━━━━━ PAGE EXTRACT ━━━━━

# JKD - Dan Inosanto teaching Anderson Silva



## crazydiamond (Jul 10, 2015)

JKD concepts is MMA. Here is my teachers teacher...giving a lesson to Silva.


----------



## Xue Sheng (Jul 10, 2015)

Always wanted to train with Dan Inosanto, have never had the chance.


----------



## Transk53 (Jul 12, 2015)

Is this pre the the horrific leg break, or after?


----------



## Slyceman (May 3, 2016)

crazydiamond said:


> JKD concepts is MMA. Here is my teachers teacher...giving a lesson to Silva.


That my instructor teacher too! Hey!!!


----------



## Slyceman (May 3, 2016)

Who your teacher? Putting flavor back in the ART!


----------



## crazydiamond (May 4, 2016)

Slyceman said:


> Who your teacher? Putting flavor back in the ART!



Cool stuff !  Out of privacy concerns - lets just say my Guru and his school is certified under Dan Insoanto and my day to day teachers (Sifu's) are certified advanced instructors under Ron Balicki (Guru Dan's son in law).

━━━━━

REQUIRED TASK 1:
Answer these questions about the forum thread:
(a) According to the first post, what is JKD concepts?
(b) What has Xue Sheng always wanted to do?
(c) How is Ron Balicki related to Dan Inosanto, according to crazydiamond's last post?

━━━━━ RAW DATA ━━━━━

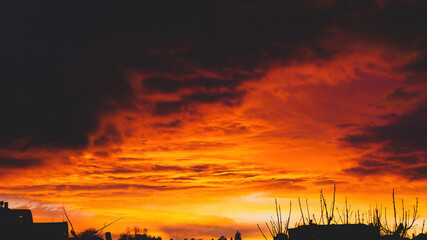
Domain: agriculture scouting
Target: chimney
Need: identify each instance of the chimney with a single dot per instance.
(107, 236)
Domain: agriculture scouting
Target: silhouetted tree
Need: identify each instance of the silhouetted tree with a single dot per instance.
(135, 234)
(237, 236)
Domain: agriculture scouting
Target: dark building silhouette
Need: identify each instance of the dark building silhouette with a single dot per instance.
(17, 224)
(334, 232)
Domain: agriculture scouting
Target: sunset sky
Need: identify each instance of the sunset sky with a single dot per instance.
(190, 118)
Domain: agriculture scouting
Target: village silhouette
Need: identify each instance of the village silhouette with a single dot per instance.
(332, 224)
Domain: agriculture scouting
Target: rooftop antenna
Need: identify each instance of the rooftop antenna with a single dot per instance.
(72, 228)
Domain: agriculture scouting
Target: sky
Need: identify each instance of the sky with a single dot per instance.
(189, 118)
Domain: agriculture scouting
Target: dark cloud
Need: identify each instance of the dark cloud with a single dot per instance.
(173, 124)
(18, 163)
(233, 98)
(404, 134)
(168, 85)
(401, 146)
(64, 63)
(111, 135)
(402, 93)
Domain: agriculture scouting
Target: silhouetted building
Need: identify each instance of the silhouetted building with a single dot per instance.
(334, 232)
(17, 224)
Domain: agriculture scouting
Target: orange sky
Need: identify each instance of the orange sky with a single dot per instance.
(194, 132)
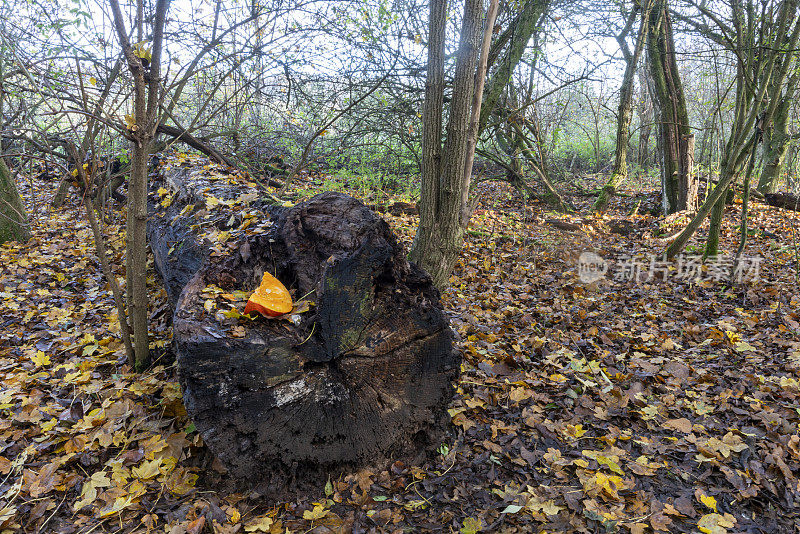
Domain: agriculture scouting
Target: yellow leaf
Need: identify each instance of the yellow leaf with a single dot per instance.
(575, 431)
(318, 512)
(709, 501)
(40, 359)
(233, 313)
(261, 524)
(471, 526)
(119, 504)
(148, 469)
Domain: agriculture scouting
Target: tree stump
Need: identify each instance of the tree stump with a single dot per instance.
(362, 377)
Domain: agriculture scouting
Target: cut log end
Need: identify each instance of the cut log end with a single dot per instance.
(363, 377)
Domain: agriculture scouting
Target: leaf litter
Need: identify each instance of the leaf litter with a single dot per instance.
(660, 405)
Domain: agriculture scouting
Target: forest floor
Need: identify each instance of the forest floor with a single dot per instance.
(666, 402)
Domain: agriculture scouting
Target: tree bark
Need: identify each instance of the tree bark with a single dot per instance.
(672, 117)
(443, 210)
(14, 224)
(146, 99)
(776, 147)
(362, 377)
(625, 110)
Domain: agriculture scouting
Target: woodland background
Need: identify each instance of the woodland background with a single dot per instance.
(665, 402)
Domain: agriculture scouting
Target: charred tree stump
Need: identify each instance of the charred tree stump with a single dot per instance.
(363, 376)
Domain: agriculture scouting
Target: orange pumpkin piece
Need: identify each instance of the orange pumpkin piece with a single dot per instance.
(271, 298)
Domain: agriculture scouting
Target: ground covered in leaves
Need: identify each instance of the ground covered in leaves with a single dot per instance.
(636, 395)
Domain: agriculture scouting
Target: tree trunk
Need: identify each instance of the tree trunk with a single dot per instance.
(145, 72)
(776, 147)
(443, 216)
(624, 112)
(671, 114)
(364, 376)
(14, 224)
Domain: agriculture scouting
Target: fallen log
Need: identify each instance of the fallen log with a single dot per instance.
(361, 377)
(786, 201)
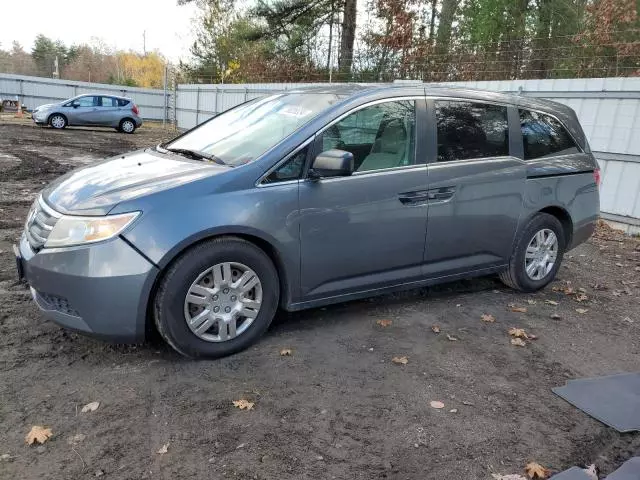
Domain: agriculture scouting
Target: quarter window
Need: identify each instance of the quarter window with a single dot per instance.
(471, 130)
(108, 102)
(289, 170)
(86, 102)
(544, 136)
(380, 136)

━━━━━

REQUIRED TASK 2: Filter the entries and keep each line that contains the string "forest". Matching is case-sensitive.

COMPLETE RESPONSE 1:
(a) MMA.
(b) Train with Dan Inosanto.
(c) He is Dan Inosanto's son-in-law.

COMPLETE RESPONSE 2:
Target: forest floor
Need: identify each instance of the forest floor with a single dot per instance.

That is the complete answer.